Page excerpt:
"""

DR. NEWMAN: That’s right. That’s right. I think that our culture has actually sort of — got this all wrong, mostly. In the sense that there’s this funny way in which I think repentance is exactly in the middle. It insists that you be held fully accountable and it insists simultaneously that there’s a way back.

[music: “Champagne Downtown” by Halloween, Alaska]

MS. TIPPETT: You can listen again and share this conversation with Louis Newman through our website, onbeing.org.

I’m Krista Tippett. On Being continues in a moment.

[music: “Champagne Downtown” by Halloween, Alaska]

MS. TIPPETT: I’m Krista Tippett and this is On Being. Today we’re exploring the refreshing practice of repentance. That’s a word often used in conjunction with sin or forgiveness, but it’s quite a distinct spiritual and practical move. Individual and collective repentance, or teshuvah, is at the heart of the Jewish High Holy Days of Yom Kippur. I’m speaking with Louis Newman, who has worked as a Jewish ethicist at Carleton College, and as a person in recovery, on what repentance means in ordinary lives in ordinary time.

MS. TIPPETT: You talk about it as a lost art. And I think the complexity of it is suggested by what you just said. Because we have a couple of different impulses, and they land on either side of that.

DR. NEWMAN: That’s right. That’s right.

MS. TIPPETT: So, Judaism does this incredible thing, right? The ancient Israelites set aside this day on the calendar.

DR. NEWMAN: Right.

MS. TIPPETT: Of expiation, of the sins of the people. I’ve been — I can be envious at times of these [laughs] — of this kind of ritual, which to me, also — Yom Kippur — like the word repentance, it has this bodily component.

DR. NEWMAN: Mm-hmm.

MS. TIPPETT: It’s not merely spiritual. Which really reflects an intelligence about the fullness of humanity, which — it’s remarkable that that was in the origins of this ritual 20 centuries ago.

DR. NEWMAN: Right. And from my perspective, I think it’s an acknowledgement that — I mean, in modern terms we might say hitting the reset button.

MS. TIPPETT: Yeah.

DR. NEWMAN: There’s a way in which every year we ought to have an opportunity to examine the past, to own what we did, to repent for it, and to start fresh. And of course, it’s closely associated with the holiday of Rosh Hashanah. It comes ten days later. It’s the beginning of the new year.

Now, in ancient times there was a whole ritual, and a goat was slaughtered, and all the rest of the ritual that involved putting the sins of the people onto a scapegoat and sending it off into the wilderness. And a lot of very, very powerful physical rituals that we, of course, no longer observe. But all of that has been turned into a process of public confession, and a process of personal introspection so that those days are really designed to clean us out and that’s…

MS. TIPPETT: Right, that language…

DR. NEWMAN: …that’s very much part of the tradition…

MS. TIPPETT: …of cleansing.

"""

What to work on:
Translate this sentence from the interview on repentance into Spanish: "There’s a way in which every year we ought to have an opportunity to examine the past, to own what we did, to repent for it, and to start fresh."

Material supplied:
"""

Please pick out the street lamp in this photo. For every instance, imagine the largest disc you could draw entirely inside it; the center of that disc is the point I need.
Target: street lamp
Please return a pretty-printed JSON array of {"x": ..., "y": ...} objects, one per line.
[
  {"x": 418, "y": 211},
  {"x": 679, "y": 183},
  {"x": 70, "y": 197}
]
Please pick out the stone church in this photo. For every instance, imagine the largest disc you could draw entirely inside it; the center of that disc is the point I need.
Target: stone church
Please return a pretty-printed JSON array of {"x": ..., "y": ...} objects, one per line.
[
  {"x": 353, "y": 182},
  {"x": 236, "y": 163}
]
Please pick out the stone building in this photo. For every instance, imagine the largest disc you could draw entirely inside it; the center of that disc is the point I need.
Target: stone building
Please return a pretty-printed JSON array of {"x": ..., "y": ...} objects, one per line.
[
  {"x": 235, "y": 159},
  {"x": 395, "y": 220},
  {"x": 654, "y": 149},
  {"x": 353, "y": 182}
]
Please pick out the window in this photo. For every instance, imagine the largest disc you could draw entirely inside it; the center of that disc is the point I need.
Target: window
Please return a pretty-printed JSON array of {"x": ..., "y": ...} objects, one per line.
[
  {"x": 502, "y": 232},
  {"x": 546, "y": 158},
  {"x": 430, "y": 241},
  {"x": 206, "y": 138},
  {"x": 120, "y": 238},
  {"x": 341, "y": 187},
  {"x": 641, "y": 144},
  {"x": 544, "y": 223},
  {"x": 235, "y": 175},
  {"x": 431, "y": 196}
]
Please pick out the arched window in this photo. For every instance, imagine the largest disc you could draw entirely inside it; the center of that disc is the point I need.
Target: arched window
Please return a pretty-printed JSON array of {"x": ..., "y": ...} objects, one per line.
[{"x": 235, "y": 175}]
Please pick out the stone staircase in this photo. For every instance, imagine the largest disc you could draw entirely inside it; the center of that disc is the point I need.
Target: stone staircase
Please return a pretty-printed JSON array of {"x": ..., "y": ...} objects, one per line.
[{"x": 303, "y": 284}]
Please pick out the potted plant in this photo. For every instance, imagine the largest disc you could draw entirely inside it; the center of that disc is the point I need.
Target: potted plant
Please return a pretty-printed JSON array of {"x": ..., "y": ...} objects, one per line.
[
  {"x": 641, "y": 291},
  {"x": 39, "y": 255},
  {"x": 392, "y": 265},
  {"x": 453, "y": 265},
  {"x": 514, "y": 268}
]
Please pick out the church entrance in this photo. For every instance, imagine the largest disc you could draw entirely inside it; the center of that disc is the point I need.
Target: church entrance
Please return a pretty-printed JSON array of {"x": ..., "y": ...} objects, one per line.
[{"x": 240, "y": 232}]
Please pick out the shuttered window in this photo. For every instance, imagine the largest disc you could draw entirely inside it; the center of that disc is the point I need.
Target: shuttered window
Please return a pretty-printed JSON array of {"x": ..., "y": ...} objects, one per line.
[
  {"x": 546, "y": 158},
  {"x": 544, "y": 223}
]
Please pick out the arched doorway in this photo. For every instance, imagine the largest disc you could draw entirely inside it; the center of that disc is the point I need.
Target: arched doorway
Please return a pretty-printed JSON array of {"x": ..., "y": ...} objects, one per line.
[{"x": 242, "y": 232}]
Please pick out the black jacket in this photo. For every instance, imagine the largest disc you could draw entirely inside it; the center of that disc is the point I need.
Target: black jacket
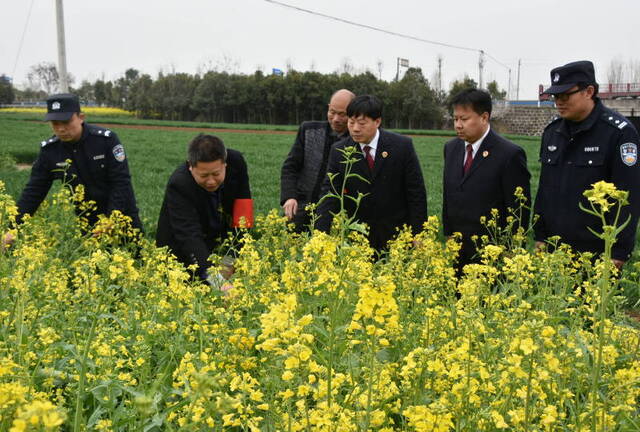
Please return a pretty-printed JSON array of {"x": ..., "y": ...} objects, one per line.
[
  {"x": 498, "y": 167},
  {"x": 186, "y": 214},
  {"x": 604, "y": 147},
  {"x": 395, "y": 191},
  {"x": 304, "y": 168},
  {"x": 98, "y": 162}
]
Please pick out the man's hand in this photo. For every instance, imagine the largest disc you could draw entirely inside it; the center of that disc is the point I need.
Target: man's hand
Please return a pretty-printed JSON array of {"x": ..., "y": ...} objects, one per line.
[
  {"x": 7, "y": 240},
  {"x": 290, "y": 208}
]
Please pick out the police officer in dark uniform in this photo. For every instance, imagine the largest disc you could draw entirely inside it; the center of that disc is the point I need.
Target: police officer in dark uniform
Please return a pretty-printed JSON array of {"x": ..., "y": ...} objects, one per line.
[
  {"x": 80, "y": 153},
  {"x": 586, "y": 143}
]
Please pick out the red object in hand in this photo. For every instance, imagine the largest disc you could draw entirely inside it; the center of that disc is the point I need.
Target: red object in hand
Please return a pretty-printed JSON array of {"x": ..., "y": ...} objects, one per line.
[{"x": 242, "y": 208}]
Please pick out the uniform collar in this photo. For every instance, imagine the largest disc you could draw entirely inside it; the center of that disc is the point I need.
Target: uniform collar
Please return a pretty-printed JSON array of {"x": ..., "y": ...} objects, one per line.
[{"x": 585, "y": 124}]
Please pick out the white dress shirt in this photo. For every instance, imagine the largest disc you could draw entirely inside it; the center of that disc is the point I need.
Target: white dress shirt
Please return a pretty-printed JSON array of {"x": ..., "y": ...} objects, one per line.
[
  {"x": 373, "y": 144},
  {"x": 475, "y": 146}
]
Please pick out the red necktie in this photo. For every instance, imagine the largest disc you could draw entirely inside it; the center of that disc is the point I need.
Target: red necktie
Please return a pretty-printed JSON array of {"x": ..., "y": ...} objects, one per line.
[
  {"x": 469, "y": 160},
  {"x": 367, "y": 153}
]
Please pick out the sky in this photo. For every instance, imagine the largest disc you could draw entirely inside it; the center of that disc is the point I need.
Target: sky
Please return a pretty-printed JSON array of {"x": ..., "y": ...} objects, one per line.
[{"x": 104, "y": 38}]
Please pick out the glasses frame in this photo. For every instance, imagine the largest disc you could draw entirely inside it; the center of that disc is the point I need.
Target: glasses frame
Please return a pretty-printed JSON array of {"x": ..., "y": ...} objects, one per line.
[{"x": 563, "y": 97}]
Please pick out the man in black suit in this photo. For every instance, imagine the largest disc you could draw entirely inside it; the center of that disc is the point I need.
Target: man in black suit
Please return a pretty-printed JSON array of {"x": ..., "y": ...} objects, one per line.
[
  {"x": 387, "y": 172},
  {"x": 481, "y": 172},
  {"x": 198, "y": 209},
  {"x": 306, "y": 165}
]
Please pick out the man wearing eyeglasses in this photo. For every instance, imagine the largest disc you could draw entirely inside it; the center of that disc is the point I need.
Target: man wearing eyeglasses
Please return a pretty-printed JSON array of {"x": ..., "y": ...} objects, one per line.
[
  {"x": 306, "y": 165},
  {"x": 586, "y": 143}
]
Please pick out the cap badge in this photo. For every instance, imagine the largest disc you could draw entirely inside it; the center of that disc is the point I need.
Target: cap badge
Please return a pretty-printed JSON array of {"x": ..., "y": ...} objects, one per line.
[{"x": 629, "y": 153}]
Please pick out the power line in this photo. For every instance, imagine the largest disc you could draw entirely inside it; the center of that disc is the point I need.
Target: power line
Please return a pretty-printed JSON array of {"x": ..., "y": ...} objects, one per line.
[
  {"x": 24, "y": 31},
  {"x": 342, "y": 20},
  {"x": 389, "y": 32}
]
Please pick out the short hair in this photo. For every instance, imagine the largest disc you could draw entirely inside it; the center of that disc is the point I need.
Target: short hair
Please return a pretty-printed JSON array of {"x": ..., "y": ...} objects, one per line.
[
  {"x": 365, "y": 105},
  {"x": 478, "y": 100},
  {"x": 206, "y": 148}
]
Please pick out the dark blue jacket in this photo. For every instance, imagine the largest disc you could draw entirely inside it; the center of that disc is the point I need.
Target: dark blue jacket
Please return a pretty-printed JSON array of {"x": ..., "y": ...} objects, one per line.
[
  {"x": 604, "y": 147},
  {"x": 98, "y": 162}
]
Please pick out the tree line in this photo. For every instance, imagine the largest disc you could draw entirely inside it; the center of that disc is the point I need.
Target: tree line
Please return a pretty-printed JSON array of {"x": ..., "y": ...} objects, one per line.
[{"x": 291, "y": 98}]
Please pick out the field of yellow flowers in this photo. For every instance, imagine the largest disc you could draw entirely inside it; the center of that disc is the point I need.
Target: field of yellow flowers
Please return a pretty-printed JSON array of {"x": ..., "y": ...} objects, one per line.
[{"x": 98, "y": 333}]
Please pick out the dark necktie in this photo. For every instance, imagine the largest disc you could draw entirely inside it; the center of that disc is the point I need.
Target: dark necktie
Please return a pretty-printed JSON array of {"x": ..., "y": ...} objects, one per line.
[
  {"x": 367, "y": 153},
  {"x": 469, "y": 160}
]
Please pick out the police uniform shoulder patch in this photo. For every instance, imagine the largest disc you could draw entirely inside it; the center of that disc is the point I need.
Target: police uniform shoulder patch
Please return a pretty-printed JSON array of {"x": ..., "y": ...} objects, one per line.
[
  {"x": 614, "y": 119},
  {"x": 100, "y": 131},
  {"x": 118, "y": 153},
  {"x": 629, "y": 153},
  {"x": 554, "y": 119}
]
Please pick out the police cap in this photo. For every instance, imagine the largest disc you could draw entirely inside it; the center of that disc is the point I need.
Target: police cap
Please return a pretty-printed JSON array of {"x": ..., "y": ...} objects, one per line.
[
  {"x": 569, "y": 75},
  {"x": 62, "y": 107}
]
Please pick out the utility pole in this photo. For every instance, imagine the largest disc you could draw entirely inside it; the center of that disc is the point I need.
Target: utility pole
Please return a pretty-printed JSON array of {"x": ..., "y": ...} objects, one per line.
[
  {"x": 439, "y": 75},
  {"x": 480, "y": 69},
  {"x": 518, "y": 85},
  {"x": 62, "y": 52}
]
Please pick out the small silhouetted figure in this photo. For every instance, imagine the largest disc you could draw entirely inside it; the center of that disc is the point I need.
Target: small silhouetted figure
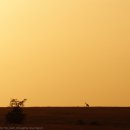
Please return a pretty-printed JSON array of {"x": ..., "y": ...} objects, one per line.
[
  {"x": 16, "y": 113},
  {"x": 86, "y": 104}
]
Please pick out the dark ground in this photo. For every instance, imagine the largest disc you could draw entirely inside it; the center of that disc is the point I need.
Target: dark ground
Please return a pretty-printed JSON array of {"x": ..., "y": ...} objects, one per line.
[{"x": 72, "y": 118}]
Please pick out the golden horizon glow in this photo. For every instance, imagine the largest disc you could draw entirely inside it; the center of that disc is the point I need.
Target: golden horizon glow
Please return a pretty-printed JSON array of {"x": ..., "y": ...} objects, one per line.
[{"x": 65, "y": 52}]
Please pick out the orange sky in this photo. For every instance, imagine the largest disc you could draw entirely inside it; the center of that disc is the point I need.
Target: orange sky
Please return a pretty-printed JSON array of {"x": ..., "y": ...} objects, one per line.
[{"x": 65, "y": 52}]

"""

Response:
Hay una manera en la que cada año deberíamos tener la oportunidad de examinar el pasado, de asumir lo que hicimos, de arrepentirnos por ello y de empezar de nuevo.